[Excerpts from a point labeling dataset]
------------------------------------
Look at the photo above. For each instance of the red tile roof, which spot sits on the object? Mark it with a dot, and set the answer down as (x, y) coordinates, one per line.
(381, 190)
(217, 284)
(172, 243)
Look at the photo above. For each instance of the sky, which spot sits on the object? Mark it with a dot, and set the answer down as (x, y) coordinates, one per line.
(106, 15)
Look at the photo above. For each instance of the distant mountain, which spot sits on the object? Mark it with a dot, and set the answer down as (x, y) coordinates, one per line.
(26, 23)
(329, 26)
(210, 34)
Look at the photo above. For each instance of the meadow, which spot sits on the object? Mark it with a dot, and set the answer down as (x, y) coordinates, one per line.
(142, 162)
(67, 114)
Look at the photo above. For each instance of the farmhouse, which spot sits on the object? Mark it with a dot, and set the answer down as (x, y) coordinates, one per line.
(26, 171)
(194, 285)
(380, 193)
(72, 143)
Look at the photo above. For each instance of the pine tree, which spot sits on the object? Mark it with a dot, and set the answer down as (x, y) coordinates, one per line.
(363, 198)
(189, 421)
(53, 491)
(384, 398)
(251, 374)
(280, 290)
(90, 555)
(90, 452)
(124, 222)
------------------------------------
▶ **DO THIS**:
Edit the lines from the one containing "Look at the photo above. For each instance of the distant" through the last line, replacing "pine tree" with "conifer" and leaving everything else unchanged. Return only those lines.

▶ **WRITTEN SOLUTION**:
Look at the photo above. For each instance of the distant mountain, which spot sits on the object? Mark it with a dot, and set the answer down as (x, y) coordinates, one per line.
(26, 23)
(329, 26)
(210, 34)
Look at the photo above. For each instance of the meadow, which spot sits on the object? Mark it with a dot, and set the answer down as (x, y) coordinates, one per line.
(142, 162)
(67, 114)
Look at the photo above. For each instance of the farmhouse, which spot sits on the object? Mark it with a dot, and set the answer down as (x, y) coordinates, one per line.
(26, 171)
(194, 285)
(380, 193)
(72, 143)
Look at the photo above. For each instance of the conifer, which spot sits on the object? Mark it with a dot, and set the answer down as (x, y) coordinates, one per line.
(363, 198)
(189, 421)
(53, 491)
(384, 398)
(251, 374)
(280, 290)
(90, 555)
(90, 452)
(124, 222)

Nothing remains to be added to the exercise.